▶ [PROBLEM DESCRIPTION]
Turn every line in the entries below into a JSON list of strings, one string per line, skipping blank lines. Leave the pictures out of the answer.

Stored entries from a collection
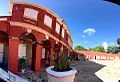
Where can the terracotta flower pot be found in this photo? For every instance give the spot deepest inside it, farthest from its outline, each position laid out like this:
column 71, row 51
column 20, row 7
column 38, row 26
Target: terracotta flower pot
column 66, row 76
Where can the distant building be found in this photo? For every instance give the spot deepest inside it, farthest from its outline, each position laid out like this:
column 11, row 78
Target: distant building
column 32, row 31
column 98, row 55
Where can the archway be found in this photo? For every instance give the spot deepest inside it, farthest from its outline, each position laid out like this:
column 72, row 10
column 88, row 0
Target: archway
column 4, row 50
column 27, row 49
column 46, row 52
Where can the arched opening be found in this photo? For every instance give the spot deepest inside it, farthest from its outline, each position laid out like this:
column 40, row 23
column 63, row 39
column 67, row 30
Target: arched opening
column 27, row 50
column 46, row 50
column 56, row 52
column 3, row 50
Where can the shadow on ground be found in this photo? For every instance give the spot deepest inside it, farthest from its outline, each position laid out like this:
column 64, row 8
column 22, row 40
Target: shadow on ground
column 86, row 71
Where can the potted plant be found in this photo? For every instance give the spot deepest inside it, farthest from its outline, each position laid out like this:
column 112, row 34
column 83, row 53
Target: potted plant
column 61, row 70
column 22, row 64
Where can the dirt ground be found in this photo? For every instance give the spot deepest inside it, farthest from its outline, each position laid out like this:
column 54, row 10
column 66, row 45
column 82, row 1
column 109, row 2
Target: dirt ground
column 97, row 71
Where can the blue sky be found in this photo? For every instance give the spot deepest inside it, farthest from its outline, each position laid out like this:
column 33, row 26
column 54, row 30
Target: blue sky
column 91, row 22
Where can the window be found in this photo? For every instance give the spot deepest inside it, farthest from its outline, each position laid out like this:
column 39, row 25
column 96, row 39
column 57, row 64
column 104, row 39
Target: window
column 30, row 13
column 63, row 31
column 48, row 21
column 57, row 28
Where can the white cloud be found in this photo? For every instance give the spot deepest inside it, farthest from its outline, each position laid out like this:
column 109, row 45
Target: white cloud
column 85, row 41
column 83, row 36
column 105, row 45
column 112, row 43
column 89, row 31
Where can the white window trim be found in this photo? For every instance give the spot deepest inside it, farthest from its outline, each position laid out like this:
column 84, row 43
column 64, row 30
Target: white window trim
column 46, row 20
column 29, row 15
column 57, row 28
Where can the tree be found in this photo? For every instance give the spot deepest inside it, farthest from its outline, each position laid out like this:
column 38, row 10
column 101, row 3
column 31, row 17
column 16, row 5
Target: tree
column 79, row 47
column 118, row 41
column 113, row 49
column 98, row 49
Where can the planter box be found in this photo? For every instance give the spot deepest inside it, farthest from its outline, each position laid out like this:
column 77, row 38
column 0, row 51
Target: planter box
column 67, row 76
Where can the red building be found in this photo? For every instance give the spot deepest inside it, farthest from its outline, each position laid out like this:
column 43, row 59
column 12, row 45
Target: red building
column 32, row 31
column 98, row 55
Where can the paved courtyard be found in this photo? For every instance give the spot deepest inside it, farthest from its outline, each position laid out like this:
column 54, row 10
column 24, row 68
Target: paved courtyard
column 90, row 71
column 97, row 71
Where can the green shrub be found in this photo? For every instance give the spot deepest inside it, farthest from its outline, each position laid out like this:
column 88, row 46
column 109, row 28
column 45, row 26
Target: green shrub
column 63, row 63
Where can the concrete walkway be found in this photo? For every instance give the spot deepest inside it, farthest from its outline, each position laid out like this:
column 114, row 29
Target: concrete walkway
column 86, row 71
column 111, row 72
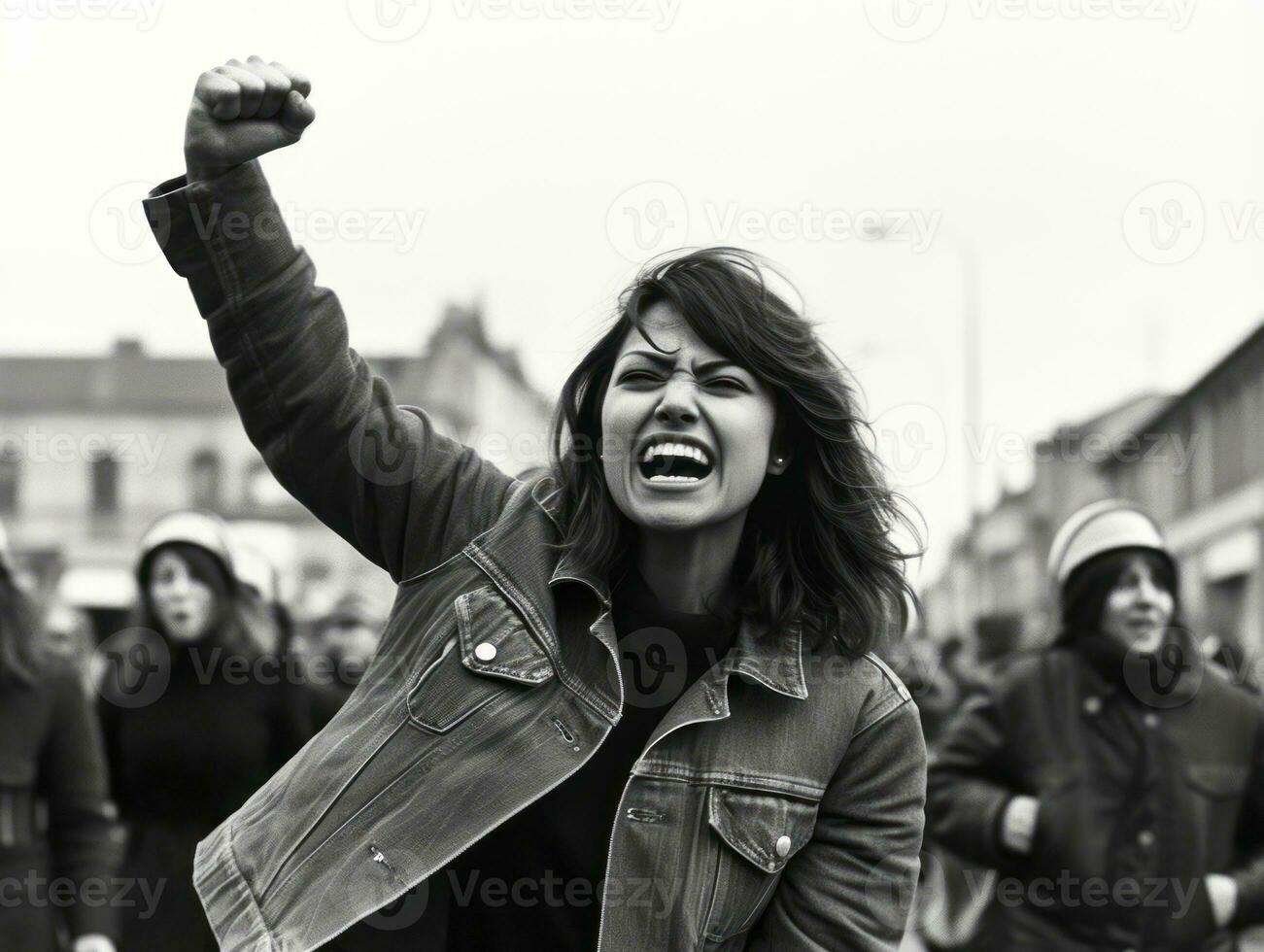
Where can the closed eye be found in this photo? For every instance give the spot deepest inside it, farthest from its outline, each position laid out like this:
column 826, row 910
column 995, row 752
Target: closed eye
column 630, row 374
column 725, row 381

▶ [OUTPUT OF THE TASK]
[
  "Where can the terracotta flower pot be found in this photo? For every instance give the spot deepest inside it, farthest from its outline, each position laid out like this:",
  "column 71, row 51",
  "column 20, row 7",
  "column 38, row 26",
  "Target: terracotta flower pot",
  "column 66, row 76",
  "Where can the distant building be found in this photo? For every instance give the spot deepest inside it, farthest from its outline, each position laid out like this:",
  "column 11, row 78",
  "Target: distant building",
  "column 32, row 31",
  "column 98, row 55",
  "Where can the archway be found in this photo? For every instance give the spot deepest inside it, farthest from its outline, each position laid out like this:",
  "column 72, row 10",
  "column 88, row 0",
  "Target: archway",
  "column 4, row 50",
  "column 27, row 49",
  "column 46, row 52",
  "Where can the arched opening be found in this photo? For every instance give the spot deepest inside it, farthest from its outline, each position laid out like this:",
  "column 40, row 23",
  "column 63, row 39",
  "column 67, row 30",
  "Target: arched opening",
  "column 27, row 50",
  "column 46, row 50",
  "column 56, row 52",
  "column 3, row 50",
  "Where can the shadow on ground be found in this photo? For every instance give the spot deepest inside it, farthest from its outline, each position laid out like this:",
  "column 64, row 8",
  "column 22, row 40",
  "Target: shadow on ground",
  "column 86, row 71",
  "Where can the potted plant be found in this photo? For every instance give the spot deepest inside it, farthest from its outline, each position laid out like this:",
  "column 112, row 34",
  "column 83, row 53",
  "Target: potted plant",
  "column 61, row 70",
  "column 22, row 64",
  "Where can the dirt ground be found in this photo? For every instance give the spot deepest inside it, farthest from its outline, each position laid out like this:",
  "column 54, row 10",
  "column 66, row 45",
  "column 82, row 1",
  "column 109, row 2",
  "Target: dirt ground",
  "column 97, row 71",
  "Where can the blue sky be found in this photo? For every instance give the spot deepest inside it, farthest from its outline, each position laid out like this:",
  "column 33, row 26",
  "column 54, row 30",
  "Target: blue sky",
  "column 91, row 22",
  "Where can the window be found in this photo? For every instance give the spot deepest inside it, farthest from its outline, each position laid out like this:",
  "column 39, row 25",
  "column 96, row 39",
  "column 57, row 64",
  "column 104, row 39",
  "Target: window",
  "column 30, row 13",
  "column 63, row 31",
  "column 48, row 21",
  "column 57, row 28",
  "Where can the white cloud be found in this photo? For every instance give the spot deepest inside it, farthest from its outline, each position laid out like this:",
  "column 109, row 45",
  "Target: white cloud",
  "column 85, row 41",
  "column 83, row 36",
  "column 105, row 45",
  "column 112, row 43",
  "column 89, row 31",
  "Where can the white window trim be found in this photo? For every instance give the spot deepest inside it, farthest from its outline, each position laid out like this:",
  "column 84, row 43",
  "column 64, row 30",
  "Target: white window trim",
  "column 46, row 20",
  "column 29, row 15",
  "column 57, row 28",
  "Where can the tree be found in this photo? For every instance give the spot deepest inside it, farthest from its outline, each position laid out like this:",
  "column 38, row 10",
  "column 101, row 3",
  "column 31, row 17",
  "column 16, row 5",
  "Target: tree",
  "column 79, row 47",
  "column 118, row 41",
  "column 113, row 49",
  "column 98, row 49",
  "Where can the planter box be found in this photo? For every instance give the spot deepest inside it, farthest from its outline, each position laid out like this:",
  "column 77, row 38",
  "column 0, row 51",
  "Target: planter box",
  "column 67, row 76",
  "Where can the red building be found in this photo? For every instance give the spot deepest inside it, farthest from its outline, each position laid out like this:",
  "column 43, row 59",
  "column 12, row 45",
  "Target: red building",
  "column 32, row 31",
  "column 98, row 55",
  "Where can the paved courtyard be found in this photo? For every instance give the spot deepest inside it, farthest from its outline, each position laid out like this:",
  "column 54, row 10",
  "column 24, row 68",
  "Target: paved courtyard",
  "column 90, row 71",
  "column 97, row 71",
  "Where can the green shrub be found in this photo? For every instance give the spot deepest inside it, farthest from its outline, each position laid out like this:",
  "column 88, row 46",
  "column 109, row 28",
  "column 45, row 26",
  "Target: green shrub",
  "column 63, row 63",
  "Where can the concrete walkway be found in this photo? For every instance give the spot deepest inside it, farthest from its outline, each position laid out like this:",
  "column 114, row 29",
  "Target: concrete walkway",
  "column 86, row 71",
  "column 111, row 72",
  "Where can the closed eye be found in this photo? For every instance give the spot deepest inside it, farthest from its outline, each position laid out like this:",
  "column 826, row 910",
  "column 995, row 752",
  "Target: closed eye",
  "column 630, row 374",
  "column 725, row 381"
]